• _What is asked_: Starting with the first line of the entries and going on through the line containing "457,324,511,350", rewrite every line and offset each bounding-box coordinate by -63. Leave all other text unchanged.
______________________________
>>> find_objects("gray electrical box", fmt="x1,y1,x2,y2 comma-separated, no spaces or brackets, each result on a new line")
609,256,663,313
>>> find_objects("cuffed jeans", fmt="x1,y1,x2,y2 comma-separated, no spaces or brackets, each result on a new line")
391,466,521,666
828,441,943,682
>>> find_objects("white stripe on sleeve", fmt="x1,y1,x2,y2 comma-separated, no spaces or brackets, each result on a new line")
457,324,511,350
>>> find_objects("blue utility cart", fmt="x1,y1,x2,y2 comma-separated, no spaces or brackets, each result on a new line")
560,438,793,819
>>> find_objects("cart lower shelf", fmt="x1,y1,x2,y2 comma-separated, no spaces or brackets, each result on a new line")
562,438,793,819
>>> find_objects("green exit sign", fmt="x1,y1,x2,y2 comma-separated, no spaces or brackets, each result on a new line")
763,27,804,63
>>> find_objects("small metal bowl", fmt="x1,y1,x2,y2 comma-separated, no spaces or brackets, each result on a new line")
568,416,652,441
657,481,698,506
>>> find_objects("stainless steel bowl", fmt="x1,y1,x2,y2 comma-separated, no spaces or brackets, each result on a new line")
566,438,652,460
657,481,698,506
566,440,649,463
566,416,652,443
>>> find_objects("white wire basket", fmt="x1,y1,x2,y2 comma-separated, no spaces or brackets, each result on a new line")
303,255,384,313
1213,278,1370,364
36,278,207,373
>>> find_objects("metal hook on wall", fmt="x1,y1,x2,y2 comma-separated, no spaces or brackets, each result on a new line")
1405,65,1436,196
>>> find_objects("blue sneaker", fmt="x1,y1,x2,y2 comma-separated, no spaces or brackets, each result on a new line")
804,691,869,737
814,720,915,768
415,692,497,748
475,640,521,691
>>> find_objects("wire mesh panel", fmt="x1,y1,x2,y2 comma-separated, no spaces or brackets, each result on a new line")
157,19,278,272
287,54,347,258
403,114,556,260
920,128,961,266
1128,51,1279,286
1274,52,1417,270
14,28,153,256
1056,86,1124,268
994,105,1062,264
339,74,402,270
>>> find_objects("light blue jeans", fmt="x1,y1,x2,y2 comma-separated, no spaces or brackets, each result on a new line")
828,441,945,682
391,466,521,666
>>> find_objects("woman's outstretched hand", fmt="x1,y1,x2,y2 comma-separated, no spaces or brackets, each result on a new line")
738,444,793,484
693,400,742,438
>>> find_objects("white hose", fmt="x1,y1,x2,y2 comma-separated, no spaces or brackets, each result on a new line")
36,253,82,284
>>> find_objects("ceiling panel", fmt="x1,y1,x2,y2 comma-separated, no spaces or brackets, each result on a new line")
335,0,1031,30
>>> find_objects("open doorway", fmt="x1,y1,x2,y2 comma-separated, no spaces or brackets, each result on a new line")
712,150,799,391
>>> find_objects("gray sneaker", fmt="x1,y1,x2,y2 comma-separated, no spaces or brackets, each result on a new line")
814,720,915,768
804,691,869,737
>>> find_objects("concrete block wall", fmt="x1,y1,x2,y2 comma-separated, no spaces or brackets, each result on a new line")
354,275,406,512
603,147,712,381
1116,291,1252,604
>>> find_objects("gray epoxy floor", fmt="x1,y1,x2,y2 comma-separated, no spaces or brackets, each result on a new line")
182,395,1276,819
______________________________
• _Exercise result_:
>>> find_objects("gray electrical box", fmt="x1,y1,x2,y2 comma-separated, no spaces or brackets, each result on a new line")
546,193,600,250
>>> find_objects("cuffed jeans", fmt="x1,y1,x2,y2 comma-separated, no spaces or brackets, each result on a new line")
328,403,458,603
765,378,880,619
>>> find_objects("white stripe on sleeve", fmt="x1,y1,x2,y2 comma-separated, no spaces or brackets, each result on a new line")
394,261,448,287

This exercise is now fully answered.